Available data »
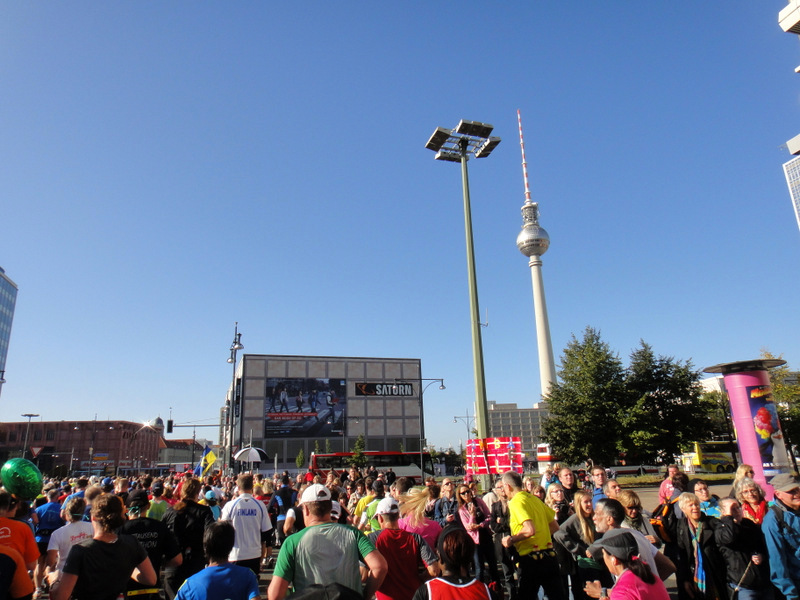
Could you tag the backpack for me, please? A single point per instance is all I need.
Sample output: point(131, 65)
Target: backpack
point(664, 522)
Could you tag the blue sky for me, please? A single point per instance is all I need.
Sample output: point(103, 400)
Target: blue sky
point(170, 168)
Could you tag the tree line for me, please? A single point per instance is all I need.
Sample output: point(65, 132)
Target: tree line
point(647, 412)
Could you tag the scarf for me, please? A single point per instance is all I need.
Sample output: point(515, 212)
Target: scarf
point(699, 572)
point(756, 515)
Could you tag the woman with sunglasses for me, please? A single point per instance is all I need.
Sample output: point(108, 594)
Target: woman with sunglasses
point(476, 519)
point(576, 534)
point(752, 498)
point(741, 472)
point(636, 518)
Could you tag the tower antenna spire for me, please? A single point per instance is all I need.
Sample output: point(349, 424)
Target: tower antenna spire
point(524, 162)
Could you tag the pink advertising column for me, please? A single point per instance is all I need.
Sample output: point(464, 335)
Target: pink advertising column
point(755, 418)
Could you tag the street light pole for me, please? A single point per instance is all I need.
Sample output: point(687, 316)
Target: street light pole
point(469, 137)
point(236, 345)
point(27, 431)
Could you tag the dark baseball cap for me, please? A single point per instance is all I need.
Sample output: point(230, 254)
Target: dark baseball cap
point(137, 498)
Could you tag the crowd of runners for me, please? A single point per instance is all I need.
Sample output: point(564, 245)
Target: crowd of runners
point(371, 534)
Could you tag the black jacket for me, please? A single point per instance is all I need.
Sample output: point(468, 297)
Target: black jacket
point(738, 542)
point(713, 563)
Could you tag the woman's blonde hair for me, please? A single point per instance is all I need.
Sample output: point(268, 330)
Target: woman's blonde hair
point(584, 520)
point(547, 498)
point(413, 505)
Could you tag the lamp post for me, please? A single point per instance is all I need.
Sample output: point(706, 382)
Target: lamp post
point(455, 145)
point(236, 345)
point(27, 431)
point(467, 420)
point(421, 417)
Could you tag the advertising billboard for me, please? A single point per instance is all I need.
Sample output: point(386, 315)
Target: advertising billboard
point(304, 407)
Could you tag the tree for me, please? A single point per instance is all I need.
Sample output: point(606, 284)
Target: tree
point(359, 459)
point(584, 406)
point(667, 410)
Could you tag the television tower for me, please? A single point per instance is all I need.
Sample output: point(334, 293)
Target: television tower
point(533, 241)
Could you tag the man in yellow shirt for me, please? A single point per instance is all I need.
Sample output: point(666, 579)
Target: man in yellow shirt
point(532, 523)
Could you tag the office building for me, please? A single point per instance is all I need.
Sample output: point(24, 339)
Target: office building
point(59, 448)
point(506, 420)
point(8, 300)
point(288, 404)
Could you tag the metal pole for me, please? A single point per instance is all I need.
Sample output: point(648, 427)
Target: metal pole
point(481, 406)
point(27, 431)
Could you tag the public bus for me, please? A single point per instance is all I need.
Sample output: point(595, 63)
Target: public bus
point(403, 464)
point(710, 457)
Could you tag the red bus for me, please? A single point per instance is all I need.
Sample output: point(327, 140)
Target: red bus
point(403, 464)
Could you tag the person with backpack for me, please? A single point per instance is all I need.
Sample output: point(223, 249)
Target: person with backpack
point(781, 529)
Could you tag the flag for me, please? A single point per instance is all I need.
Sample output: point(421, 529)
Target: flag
point(206, 462)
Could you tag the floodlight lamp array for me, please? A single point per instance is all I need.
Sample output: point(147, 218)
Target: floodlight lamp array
point(469, 137)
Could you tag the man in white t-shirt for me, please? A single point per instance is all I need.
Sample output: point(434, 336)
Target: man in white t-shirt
point(251, 523)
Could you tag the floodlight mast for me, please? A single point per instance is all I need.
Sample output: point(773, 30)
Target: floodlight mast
point(469, 137)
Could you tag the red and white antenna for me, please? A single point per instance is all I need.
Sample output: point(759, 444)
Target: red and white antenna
point(524, 162)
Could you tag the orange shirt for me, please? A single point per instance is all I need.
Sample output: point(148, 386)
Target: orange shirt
point(19, 536)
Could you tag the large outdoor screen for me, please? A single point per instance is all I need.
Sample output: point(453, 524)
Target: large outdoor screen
point(304, 407)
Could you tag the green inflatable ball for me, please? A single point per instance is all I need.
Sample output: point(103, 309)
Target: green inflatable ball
point(22, 478)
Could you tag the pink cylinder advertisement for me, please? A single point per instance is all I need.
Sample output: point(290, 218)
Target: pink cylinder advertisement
point(755, 418)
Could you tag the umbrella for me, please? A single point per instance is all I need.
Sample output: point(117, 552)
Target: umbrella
point(250, 454)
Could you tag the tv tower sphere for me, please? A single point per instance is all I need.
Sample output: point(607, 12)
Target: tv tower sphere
point(533, 239)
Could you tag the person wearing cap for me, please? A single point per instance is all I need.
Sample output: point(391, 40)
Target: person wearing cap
point(742, 545)
point(14, 533)
point(634, 579)
point(210, 500)
point(781, 529)
point(456, 551)
point(158, 541)
point(406, 552)
point(221, 579)
point(368, 522)
point(252, 524)
point(325, 552)
point(48, 519)
point(532, 523)
point(158, 506)
point(608, 518)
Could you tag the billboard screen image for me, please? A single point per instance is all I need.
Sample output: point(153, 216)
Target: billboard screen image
point(304, 407)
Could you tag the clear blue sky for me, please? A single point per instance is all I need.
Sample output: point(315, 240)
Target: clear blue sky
point(170, 168)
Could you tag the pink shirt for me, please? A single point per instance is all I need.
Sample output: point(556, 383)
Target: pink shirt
point(428, 531)
point(630, 587)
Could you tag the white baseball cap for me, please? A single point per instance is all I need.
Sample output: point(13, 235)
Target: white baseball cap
point(315, 493)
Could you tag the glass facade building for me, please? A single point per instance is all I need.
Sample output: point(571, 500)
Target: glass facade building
point(8, 299)
point(792, 171)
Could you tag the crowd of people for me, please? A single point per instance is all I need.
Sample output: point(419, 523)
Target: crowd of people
point(374, 535)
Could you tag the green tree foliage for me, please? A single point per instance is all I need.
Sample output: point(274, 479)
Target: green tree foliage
point(667, 410)
point(645, 413)
point(584, 406)
point(359, 459)
point(786, 393)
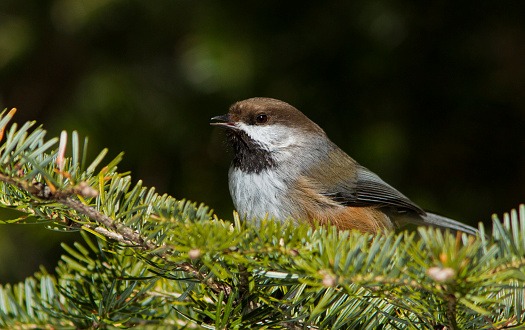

Required work » Copy verbatim, from the listing above, each line from the one containing "Sample output: point(759, 444)" down to the one containing "Could you tag the green inflatable", inclusive.

Exercise answer »
Sample output: point(759, 444)
Target: red and white antenna
point(524, 162)
Could you tag the orange shirt for me, please? A single point per instance is all I need.
Sample output: point(148, 386)
Target: orange shirt
point(19, 536)
Could you tag the large outdoor screen for me, please? A single point per instance is all I need.
Sample output: point(453, 524)
Target: large outdoor screen
point(304, 407)
Could you tag the green inflatable ball for me, please? A single point per instance is all I need.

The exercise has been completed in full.